▸ Assignment
The response should contain all of the records, copied exactly, and none of the images.

▸ Data section

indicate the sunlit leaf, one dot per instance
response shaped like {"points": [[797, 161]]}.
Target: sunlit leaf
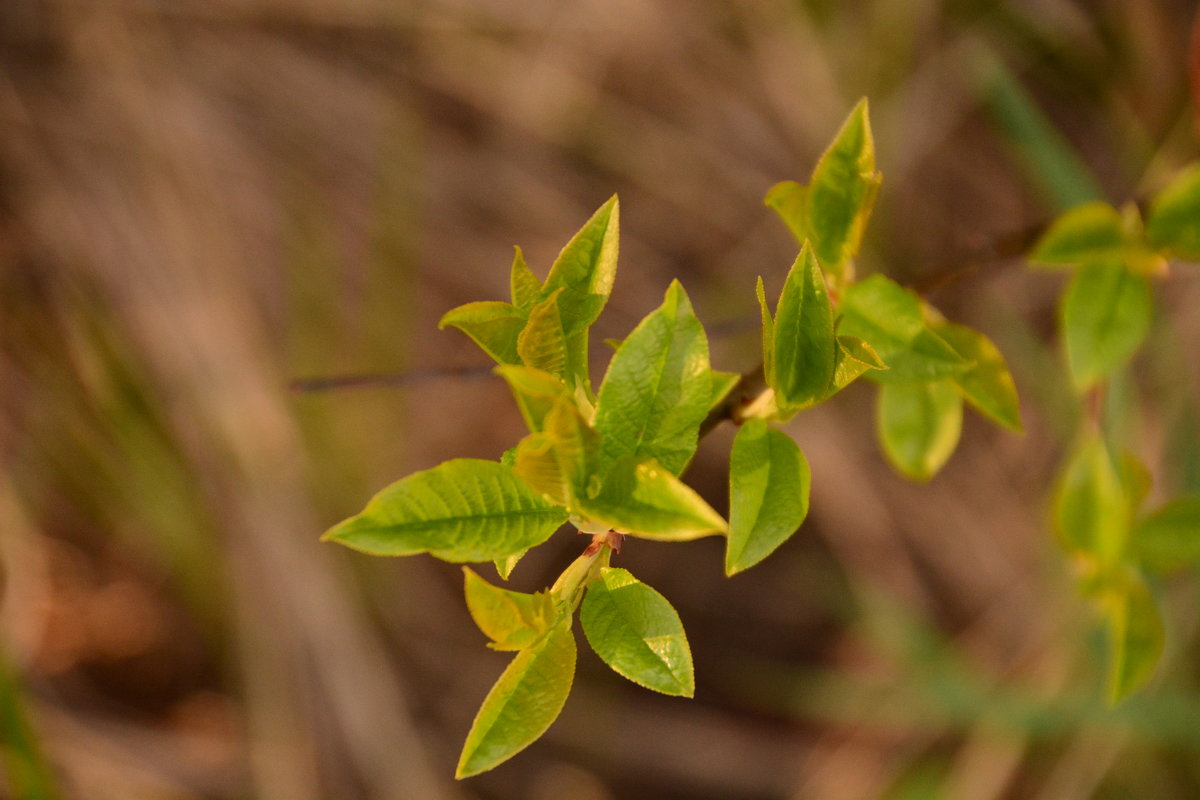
{"points": [[523, 703], [919, 426], [495, 326], [462, 510], [636, 632], [658, 388], [1174, 218], [1169, 539], [769, 485], [510, 619], [1105, 314]]}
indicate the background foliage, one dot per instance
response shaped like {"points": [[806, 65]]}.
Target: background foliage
{"points": [[202, 203]]}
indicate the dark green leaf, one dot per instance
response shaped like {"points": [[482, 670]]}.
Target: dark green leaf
{"points": [[636, 632], [525, 702], [510, 619], [492, 325], [769, 485], [462, 510], [919, 426], [1084, 235], [1105, 314], [987, 384], [658, 388], [1091, 510], [1169, 539], [804, 342], [645, 499], [1174, 220]]}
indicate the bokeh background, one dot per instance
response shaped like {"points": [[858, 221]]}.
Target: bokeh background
{"points": [[228, 229]]}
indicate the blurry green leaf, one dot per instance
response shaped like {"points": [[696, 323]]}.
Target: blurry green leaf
{"points": [[1135, 637], [541, 343], [462, 510], [987, 384], [510, 619], [1169, 539], [1084, 235], [1105, 314], [804, 342], [855, 358], [889, 318], [919, 426], [768, 335], [1174, 220], [769, 485], [534, 390], [1091, 511], [636, 632], [525, 284], [723, 384], [492, 325], [525, 702], [658, 388], [645, 499]]}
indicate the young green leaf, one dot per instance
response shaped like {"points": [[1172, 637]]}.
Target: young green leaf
{"points": [[855, 358], [805, 348], [1137, 637], [1169, 539], [647, 500], [636, 632], [534, 390], [462, 510], [987, 384], [1105, 314], [1084, 235], [495, 326], [523, 703], [1174, 220], [1091, 510], [541, 343], [523, 283], [919, 426], [841, 193], [769, 485], [658, 388], [513, 620]]}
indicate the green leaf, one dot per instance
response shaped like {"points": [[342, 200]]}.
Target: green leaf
{"points": [[805, 348], [645, 499], [492, 325], [841, 193], [1174, 220], [534, 390], [769, 485], [855, 358], [1137, 637], [768, 335], [987, 384], [658, 386], [525, 702], [525, 284], [513, 620], [1084, 235], [462, 510], [1105, 314], [636, 632], [919, 426], [541, 343], [1091, 509], [1169, 539]]}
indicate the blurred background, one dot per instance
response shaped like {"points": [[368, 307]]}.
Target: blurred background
{"points": [[228, 229]]}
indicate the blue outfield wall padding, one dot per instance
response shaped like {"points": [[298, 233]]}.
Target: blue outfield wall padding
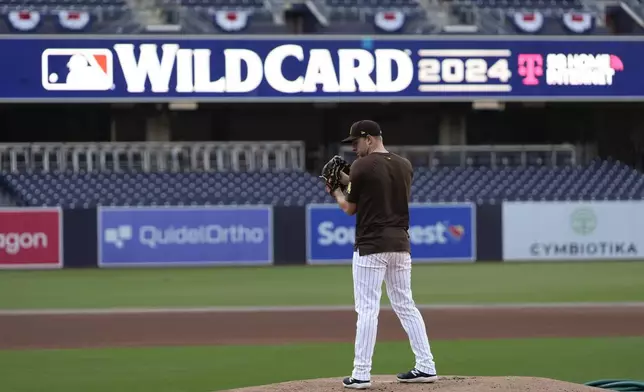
{"points": [[80, 239], [489, 241], [289, 227], [290, 235]]}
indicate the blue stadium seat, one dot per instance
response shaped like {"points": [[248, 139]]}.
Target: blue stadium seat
{"points": [[599, 180]]}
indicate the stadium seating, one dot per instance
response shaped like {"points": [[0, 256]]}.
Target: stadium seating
{"points": [[267, 16], [135, 180]]}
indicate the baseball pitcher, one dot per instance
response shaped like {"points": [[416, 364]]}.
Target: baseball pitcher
{"points": [[376, 188]]}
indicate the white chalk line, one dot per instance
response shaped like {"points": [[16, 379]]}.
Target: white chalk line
{"points": [[255, 309]]}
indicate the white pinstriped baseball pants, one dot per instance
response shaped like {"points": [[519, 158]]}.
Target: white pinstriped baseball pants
{"points": [[368, 274]]}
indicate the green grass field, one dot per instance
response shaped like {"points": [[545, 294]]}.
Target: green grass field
{"points": [[318, 285], [202, 369]]}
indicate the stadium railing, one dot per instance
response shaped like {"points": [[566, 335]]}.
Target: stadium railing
{"points": [[154, 156], [481, 155]]}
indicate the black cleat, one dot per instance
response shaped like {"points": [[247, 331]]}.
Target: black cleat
{"points": [[352, 383], [415, 375]]}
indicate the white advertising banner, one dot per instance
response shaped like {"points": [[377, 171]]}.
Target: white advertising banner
{"points": [[602, 230]]}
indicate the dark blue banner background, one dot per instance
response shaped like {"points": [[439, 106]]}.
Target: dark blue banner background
{"points": [[430, 68]]}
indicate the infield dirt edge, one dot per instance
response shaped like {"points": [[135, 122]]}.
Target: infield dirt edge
{"points": [[388, 383]]}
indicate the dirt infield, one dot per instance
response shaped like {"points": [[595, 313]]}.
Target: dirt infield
{"points": [[444, 384], [33, 331]]}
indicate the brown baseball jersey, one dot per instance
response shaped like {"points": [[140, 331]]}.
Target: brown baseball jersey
{"points": [[380, 186]]}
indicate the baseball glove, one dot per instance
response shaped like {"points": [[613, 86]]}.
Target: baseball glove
{"points": [[331, 173]]}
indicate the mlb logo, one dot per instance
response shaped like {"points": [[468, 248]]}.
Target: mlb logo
{"points": [[77, 70]]}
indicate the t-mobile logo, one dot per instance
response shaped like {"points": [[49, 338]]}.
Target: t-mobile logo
{"points": [[530, 67]]}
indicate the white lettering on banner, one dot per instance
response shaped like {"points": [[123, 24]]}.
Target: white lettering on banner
{"points": [[12, 243], [193, 69], [418, 235], [584, 249], [579, 69], [573, 230], [212, 234]]}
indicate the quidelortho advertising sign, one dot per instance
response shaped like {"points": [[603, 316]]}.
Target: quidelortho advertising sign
{"points": [[163, 236], [438, 233], [602, 230]]}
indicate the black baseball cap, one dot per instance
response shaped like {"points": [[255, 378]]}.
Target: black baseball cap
{"points": [[363, 128]]}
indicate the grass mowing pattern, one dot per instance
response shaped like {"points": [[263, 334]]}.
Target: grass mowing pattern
{"points": [[318, 285], [202, 369]]}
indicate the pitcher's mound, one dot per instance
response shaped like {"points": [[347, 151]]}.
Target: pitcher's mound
{"points": [[444, 384]]}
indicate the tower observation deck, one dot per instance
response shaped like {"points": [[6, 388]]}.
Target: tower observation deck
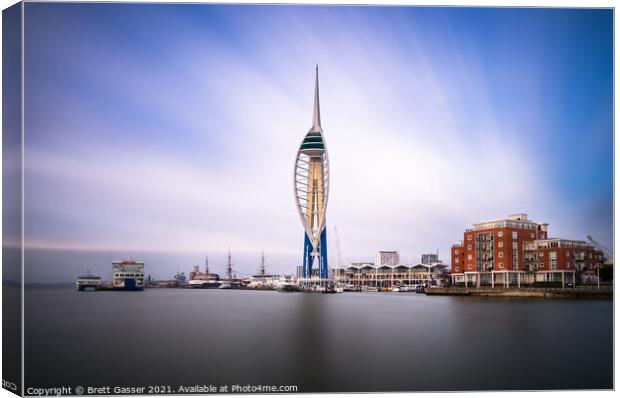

▸ Result of this exercise
indicate the sunlit leaf, one dot per instance
response shaped like {"points": [[797, 161]]}.
Target: sunlit leaf
{"points": [[523, 703], [919, 426], [495, 326], [462, 510], [636, 632], [658, 388], [1174, 218], [1169, 539], [769, 485], [510, 619], [1105, 314]]}
indicate the background foliage, one dot per instance
response shaped like {"points": [[806, 65]]}.
Target: background foliage
{"points": [[202, 203]]}
indicate the dark green leaf, one dot per instance
response shaped like {"points": [[482, 670]]}.
Target: dark green leaf
{"points": [[636, 632], [525, 702], [510, 619], [492, 325], [769, 485], [462, 510], [919, 426], [1084, 235], [1105, 314], [987, 384], [658, 388], [1091, 510], [1169, 539], [804, 342], [645, 499], [1174, 220]]}
indicate the bokeh background, one dot per instance
response shaped like {"points": [[858, 221]]}.
Target: bokeh background
{"points": [[228, 229]]}
indicate the blurry green leaf, one dot per instance
response shaped like {"points": [[696, 323]]}.
Target: blurry green leaf
{"points": [[1135, 637], [541, 343], [462, 510], [987, 384], [510, 619], [1169, 539], [1084, 235], [1105, 314], [804, 342], [855, 358], [889, 318], [919, 426], [768, 335], [1174, 220], [769, 485], [534, 390], [1091, 511], [636, 632], [525, 284], [723, 384], [492, 325], [525, 702], [658, 388], [645, 499]]}
indicate the young green leaf, one dot per instance
response shaped like {"points": [[1172, 637]]}.
Target: young green leaf
{"points": [[855, 358], [805, 348], [1137, 637], [1169, 539], [647, 500], [636, 632], [534, 390], [462, 510], [987, 384], [1105, 314], [1084, 235], [495, 326], [523, 703], [1174, 220], [1091, 510], [541, 343], [523, 283], [919, 426], [841, 193], [769, 485], [658, 388], [513, 620]]}
indicate the green leaf, one dot per instance
response shaped like {"points": [[342, 200]]}.
Target: green leaf
{"points": [[805, 348], [645, 499], [492, 325], [841, 193], [1174, 220], [534, 390], [769, 485], [855, 358], [1137, 637], [768, 335], [987, 384], [658, 386], [525, 702], [525, 284], [513, 620], [1084, 235], [462, 510], [1105, 314], [636, 632], [919, 426], [541, 343], [1091, 509], [1169, 539]]}
indicate the blurred background, one dot per instance
response shaped like {"points": [[368, 307]]}.
Target: blurred background
{"points": [[228, 229]]}
indicate the blue outfield wall padding, one dot per instance
response shaped like {"points": [[298, 233]]}.
Target: blue outfield wall padding
{"points": [[80, 239], [489, 241], [289, 227], [290, 235]]}
indicate the blue stadium seat, one dot per instance
response shaped like {"points": [[248, 139]]}.
Target: blue stadium seat
{"points": [[599, 180]]}
indicate the stadium seating, one dot per instance
response shaped like {"points": [[0, 256]]}.
Target: stadium seating
{"points": [[267, 16], [135, 180]]}
indicate the baseball pitcher, one dot per instance
response shaped like {"points": [[416, 364]]}.
Target: baseball pitcher
{"points": [[376, 188]]}
indicate the white chalk line, one dot per instance
response shaped like {"points": [[16, 379]]}.
Target: white chalk line
{"points": [[255, 309]]}
indicate the white pinstriped baseball pants, one dot per instance
response shaped like {"points": [[519, 158]]}.
Target: white pinstriped baseball pants
{"points": [[368, 274]]}
indicate the green grass field, one dot per instance
response shaped like {"points": [[545, 294]]}.
Target: green grass field
{"points": [[318, 285], [202, 369]]}
indicate the stadium railing, one dot per instance
response shaped like {"points": [[566, 335]]}.
Target: stadium railing
{"points": [[154, 156], [481, 155]]}
indicate the black cleat, one dot per instance
response shaped like {"points": [[247, 331]]}.
Target: black cleat
{"points": [[352, 383], [415, 375]]}
indicate the white advertising banner, one dot per instance
response shaped like {"points": [[377, 171]]}.
Target: white advertising banner
{"points": [[602, 230]]}
indicate the dark blue banner background, one dot per instance
response shaped like {"points": [[439, 106]]}.
Target: dark blue banner background
{"points": [[430, 68]]}
indicate the infield dirt edge, one dot per instance
response shaped like {"points": [[135, 122]]}.
Target: infield dirt edge
{"points": [[388, 383]]}
indicate the dirt infield, one dot per instance
response shaped like {"points": [[595, 313]]}.
Target: dirt infield
{"points": [[444, 384], [33, 331]]}
indicate the brown baseball jersey, one dot per instance
response shaped like {"points": [[140, 331]]}.
Target: brown baseball jersey
{"points": [[380, 186]]}
indicate the baseball glove, one dot per instance
response shaped like {"points": [[613, 86]]}.
Target: baseball glove
{"points": [[331, 173]]}
indicate the mlb logo, one dot per instance
response shaped like {"points": [[468, 248]]}.
Target: mlb logo
{"points": [[77, 70]]}
indicate the t-mobile logo, one dot per instance
response shaped like {"points": [[49, 338]]}.
Target: t-mobile logo
{"points": [[530, 67]]}
indicate the white lettering on banner, one dot per instance
response shaped like {"points": [[123, 24]]}.
Target: white lettering on banner
{"points": [[12, 243], [193, 69], [418, 235], [584, 249], [579, 69], [573, 230], [212, 234]]}
indicate the quidelortho advertising sign, one dot per instance
response shaped like {"points": [[603, 316]]}.
Target: quidelortho advertising sign
{"points": [[163, 236], [438, 233], [602, 230]]}
indicate the black baseball cap, one dot per instance
response shaped like {"points": [[255, 378]]}.
Target: black baseball cap
{"points": [[363, 128]]}
indicate the grass mowing pattern, one dot per instance
response shaped like {"points": [[263, 334]]}.
Target: grass mowing pattern
{"points": [[318, 285], [202, 369]]}
indicate the pitcher's mound, one dot per instance
response shaped like {"points": [[347, 151]]}.
Target: pitcher's mound
{"points": [[444, 384]]}
indicate the tower observation deck, one dot per instance
response shaped like {"points": [[6, 388]]}.
Target: tower observation deck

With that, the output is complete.